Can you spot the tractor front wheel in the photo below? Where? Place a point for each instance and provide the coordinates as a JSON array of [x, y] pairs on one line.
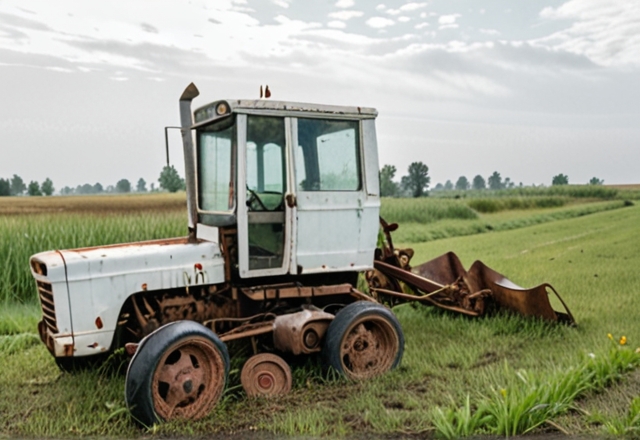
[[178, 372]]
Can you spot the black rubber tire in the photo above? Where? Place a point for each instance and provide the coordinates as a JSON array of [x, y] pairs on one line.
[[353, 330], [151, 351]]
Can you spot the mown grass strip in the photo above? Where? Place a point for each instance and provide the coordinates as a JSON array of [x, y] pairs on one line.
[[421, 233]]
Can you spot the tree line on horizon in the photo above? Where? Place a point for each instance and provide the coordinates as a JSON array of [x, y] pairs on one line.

==

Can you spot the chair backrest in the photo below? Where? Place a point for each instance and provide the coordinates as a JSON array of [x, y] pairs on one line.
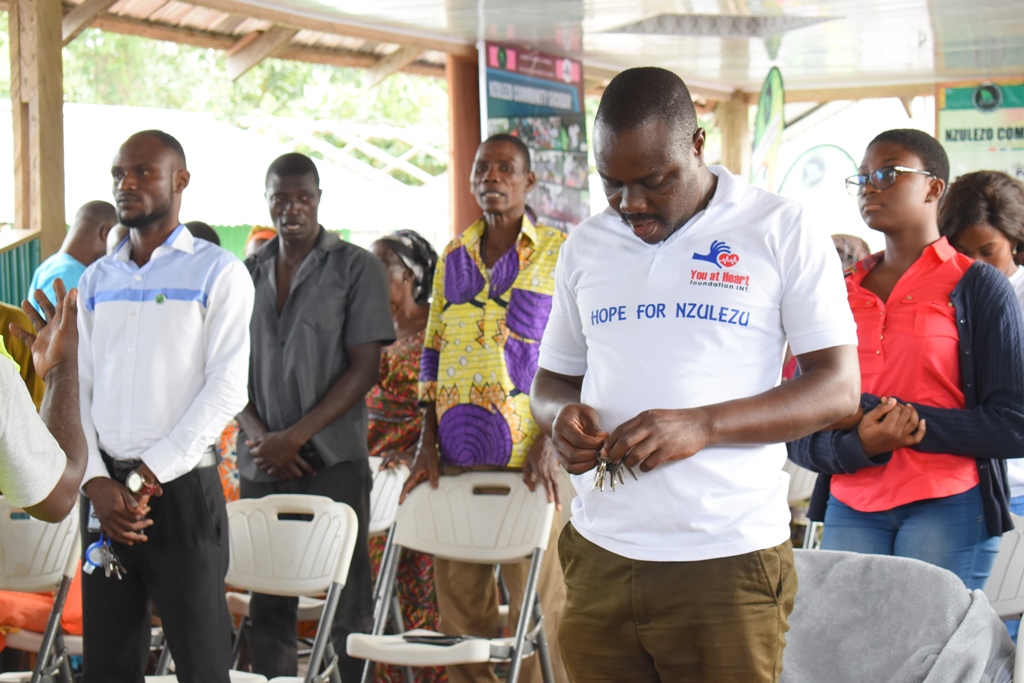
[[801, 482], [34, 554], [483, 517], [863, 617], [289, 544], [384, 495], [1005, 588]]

DO THIS -> Give the rows from the line with "Can you spot the black" up to and including the line with "[[353, 330], [151, 351]]" as a two-column CSV with the columns text and answer, one CSV line per row. Put each field in quotes and replace any line breaks with spaces.

SOLUTION FOR THIS PROBLEM ->
text,answer
"Can you spot the black rubber tire in the photo above? Where? Place a point for each instance and provide the coordinates as a JSON array of [x, y] pairs on one line.","[[353, 330], [151, 351]]"